* **SHORT PROBLEM**
Rename "fingers" to "knuckles" in the stretch of material from its start through the line containing "[353,366,386,384]", and give those lines back with nothing else changed.

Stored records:
========

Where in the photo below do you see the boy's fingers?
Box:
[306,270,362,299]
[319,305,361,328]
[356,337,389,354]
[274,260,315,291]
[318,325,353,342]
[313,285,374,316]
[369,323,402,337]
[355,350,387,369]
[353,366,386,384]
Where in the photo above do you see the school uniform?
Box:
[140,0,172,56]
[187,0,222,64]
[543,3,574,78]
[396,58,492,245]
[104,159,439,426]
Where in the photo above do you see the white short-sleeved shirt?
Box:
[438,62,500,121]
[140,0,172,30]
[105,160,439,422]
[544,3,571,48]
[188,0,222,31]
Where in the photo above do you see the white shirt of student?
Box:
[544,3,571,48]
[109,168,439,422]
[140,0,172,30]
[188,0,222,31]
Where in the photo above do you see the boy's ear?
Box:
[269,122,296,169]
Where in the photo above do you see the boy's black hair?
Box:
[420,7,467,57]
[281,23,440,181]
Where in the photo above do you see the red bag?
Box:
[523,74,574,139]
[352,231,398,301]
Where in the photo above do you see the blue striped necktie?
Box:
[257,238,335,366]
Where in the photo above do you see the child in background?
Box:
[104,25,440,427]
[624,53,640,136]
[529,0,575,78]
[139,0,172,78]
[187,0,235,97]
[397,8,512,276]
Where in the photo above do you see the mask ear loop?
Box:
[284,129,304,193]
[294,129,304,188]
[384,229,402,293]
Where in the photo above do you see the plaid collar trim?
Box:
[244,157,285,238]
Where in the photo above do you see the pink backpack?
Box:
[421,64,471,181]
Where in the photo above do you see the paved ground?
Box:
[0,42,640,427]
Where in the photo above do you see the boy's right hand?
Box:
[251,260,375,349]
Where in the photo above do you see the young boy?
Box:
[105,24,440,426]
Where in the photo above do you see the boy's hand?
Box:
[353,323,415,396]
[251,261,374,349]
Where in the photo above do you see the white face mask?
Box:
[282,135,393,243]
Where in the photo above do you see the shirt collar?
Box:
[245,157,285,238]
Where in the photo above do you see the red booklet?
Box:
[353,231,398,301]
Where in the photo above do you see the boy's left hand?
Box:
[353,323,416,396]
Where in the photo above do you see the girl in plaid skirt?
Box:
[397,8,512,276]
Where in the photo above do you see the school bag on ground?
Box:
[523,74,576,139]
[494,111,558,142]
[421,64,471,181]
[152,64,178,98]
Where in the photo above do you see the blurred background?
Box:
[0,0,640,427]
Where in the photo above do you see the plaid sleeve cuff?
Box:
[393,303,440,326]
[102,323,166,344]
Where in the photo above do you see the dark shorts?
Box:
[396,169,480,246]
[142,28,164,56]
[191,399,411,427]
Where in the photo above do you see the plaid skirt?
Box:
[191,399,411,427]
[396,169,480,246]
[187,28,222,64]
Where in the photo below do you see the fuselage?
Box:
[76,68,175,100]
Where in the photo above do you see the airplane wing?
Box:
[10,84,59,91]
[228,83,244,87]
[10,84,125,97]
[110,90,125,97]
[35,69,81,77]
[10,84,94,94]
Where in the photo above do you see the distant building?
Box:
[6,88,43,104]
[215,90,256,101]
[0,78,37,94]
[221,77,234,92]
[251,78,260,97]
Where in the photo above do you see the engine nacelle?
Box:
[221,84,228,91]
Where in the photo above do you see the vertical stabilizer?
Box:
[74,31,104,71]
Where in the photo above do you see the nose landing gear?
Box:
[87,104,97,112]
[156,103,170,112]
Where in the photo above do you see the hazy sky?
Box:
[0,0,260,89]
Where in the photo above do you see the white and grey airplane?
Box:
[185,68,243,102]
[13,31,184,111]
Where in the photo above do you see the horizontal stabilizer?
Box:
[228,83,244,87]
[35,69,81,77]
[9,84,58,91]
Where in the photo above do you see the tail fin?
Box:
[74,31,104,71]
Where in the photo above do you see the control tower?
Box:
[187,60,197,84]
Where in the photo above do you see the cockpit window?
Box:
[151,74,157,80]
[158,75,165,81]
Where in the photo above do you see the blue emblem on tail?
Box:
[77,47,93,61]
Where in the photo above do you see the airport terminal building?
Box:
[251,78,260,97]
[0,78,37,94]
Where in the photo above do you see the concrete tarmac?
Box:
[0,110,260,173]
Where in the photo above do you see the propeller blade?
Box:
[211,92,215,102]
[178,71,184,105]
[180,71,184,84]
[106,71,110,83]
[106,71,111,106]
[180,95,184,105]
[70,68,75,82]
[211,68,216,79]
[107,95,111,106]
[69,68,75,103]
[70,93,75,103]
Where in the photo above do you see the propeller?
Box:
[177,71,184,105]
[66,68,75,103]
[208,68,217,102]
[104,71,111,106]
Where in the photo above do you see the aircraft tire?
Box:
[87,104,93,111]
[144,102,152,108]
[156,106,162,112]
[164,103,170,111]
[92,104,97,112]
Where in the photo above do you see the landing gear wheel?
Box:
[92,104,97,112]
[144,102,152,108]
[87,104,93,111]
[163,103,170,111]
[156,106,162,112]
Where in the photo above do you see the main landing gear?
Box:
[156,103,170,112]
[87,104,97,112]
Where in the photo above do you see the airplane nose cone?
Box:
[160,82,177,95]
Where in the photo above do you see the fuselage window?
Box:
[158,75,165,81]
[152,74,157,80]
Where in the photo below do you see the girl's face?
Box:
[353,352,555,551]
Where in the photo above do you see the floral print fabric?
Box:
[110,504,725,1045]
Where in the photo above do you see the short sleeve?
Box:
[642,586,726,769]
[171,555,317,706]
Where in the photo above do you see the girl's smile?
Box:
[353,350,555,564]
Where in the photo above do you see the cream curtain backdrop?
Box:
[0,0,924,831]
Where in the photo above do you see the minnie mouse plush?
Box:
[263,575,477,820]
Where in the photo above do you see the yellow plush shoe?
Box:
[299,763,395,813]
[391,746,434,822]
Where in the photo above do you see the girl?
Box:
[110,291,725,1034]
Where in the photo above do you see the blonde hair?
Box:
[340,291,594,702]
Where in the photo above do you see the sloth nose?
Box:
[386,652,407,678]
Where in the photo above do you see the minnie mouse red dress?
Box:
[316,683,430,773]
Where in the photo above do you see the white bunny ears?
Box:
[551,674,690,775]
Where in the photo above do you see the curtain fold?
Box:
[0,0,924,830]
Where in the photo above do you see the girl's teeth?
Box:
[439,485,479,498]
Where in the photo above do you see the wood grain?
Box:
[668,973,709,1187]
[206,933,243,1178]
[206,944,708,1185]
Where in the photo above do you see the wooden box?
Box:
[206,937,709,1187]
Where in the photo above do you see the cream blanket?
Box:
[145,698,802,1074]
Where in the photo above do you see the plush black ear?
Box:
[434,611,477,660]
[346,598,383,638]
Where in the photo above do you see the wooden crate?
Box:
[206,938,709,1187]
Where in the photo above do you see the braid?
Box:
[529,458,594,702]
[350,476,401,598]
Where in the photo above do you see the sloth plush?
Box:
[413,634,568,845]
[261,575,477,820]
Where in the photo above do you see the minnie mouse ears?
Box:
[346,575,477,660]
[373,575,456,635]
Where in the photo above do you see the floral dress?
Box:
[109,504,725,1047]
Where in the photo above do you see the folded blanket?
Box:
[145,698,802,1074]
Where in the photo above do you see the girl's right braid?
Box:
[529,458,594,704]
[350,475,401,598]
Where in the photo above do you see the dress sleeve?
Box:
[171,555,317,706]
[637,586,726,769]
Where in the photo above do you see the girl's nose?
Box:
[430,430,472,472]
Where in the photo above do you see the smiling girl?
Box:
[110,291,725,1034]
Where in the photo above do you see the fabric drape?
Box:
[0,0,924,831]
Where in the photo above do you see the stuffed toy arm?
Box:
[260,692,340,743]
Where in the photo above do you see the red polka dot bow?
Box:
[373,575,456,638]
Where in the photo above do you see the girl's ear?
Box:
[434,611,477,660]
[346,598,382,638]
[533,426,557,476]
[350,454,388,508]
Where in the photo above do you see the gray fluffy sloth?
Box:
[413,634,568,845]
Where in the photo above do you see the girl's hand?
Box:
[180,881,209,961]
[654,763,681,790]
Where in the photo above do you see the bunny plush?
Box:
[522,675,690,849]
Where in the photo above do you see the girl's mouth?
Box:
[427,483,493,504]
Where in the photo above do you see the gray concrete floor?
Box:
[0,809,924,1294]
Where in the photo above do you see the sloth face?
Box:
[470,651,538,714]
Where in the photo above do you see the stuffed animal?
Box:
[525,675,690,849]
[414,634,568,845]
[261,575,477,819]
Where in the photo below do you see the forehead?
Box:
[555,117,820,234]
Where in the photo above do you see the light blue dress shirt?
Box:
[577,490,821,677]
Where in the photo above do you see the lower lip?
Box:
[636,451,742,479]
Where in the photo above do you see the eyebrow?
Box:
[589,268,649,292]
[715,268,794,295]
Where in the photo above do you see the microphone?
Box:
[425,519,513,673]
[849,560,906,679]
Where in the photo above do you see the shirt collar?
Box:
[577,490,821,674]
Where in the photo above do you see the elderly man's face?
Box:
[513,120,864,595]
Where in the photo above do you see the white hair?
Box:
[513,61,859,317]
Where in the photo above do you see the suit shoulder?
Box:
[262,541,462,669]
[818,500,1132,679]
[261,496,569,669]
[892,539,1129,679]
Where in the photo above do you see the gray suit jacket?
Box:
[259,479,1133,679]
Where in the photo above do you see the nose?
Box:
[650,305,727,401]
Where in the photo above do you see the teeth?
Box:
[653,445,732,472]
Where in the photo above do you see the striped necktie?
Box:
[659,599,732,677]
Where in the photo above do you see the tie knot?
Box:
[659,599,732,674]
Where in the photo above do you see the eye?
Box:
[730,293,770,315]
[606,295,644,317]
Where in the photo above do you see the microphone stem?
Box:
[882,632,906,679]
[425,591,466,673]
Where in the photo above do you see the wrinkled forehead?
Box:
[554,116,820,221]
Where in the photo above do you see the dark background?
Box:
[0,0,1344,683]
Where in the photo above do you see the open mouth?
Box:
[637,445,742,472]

========

* **ANSWER IN FULL**
Where in the photo below do you see the boy's knuckles?
Box:
[306,270,362,299]
[319,305,361,328]
[356,337,389,354]
[274,260,315,291]
[318,325,353,342]
[313,285,374,316]
[369,323,402,337]
[355,350,387,369]
[353,366,386,384]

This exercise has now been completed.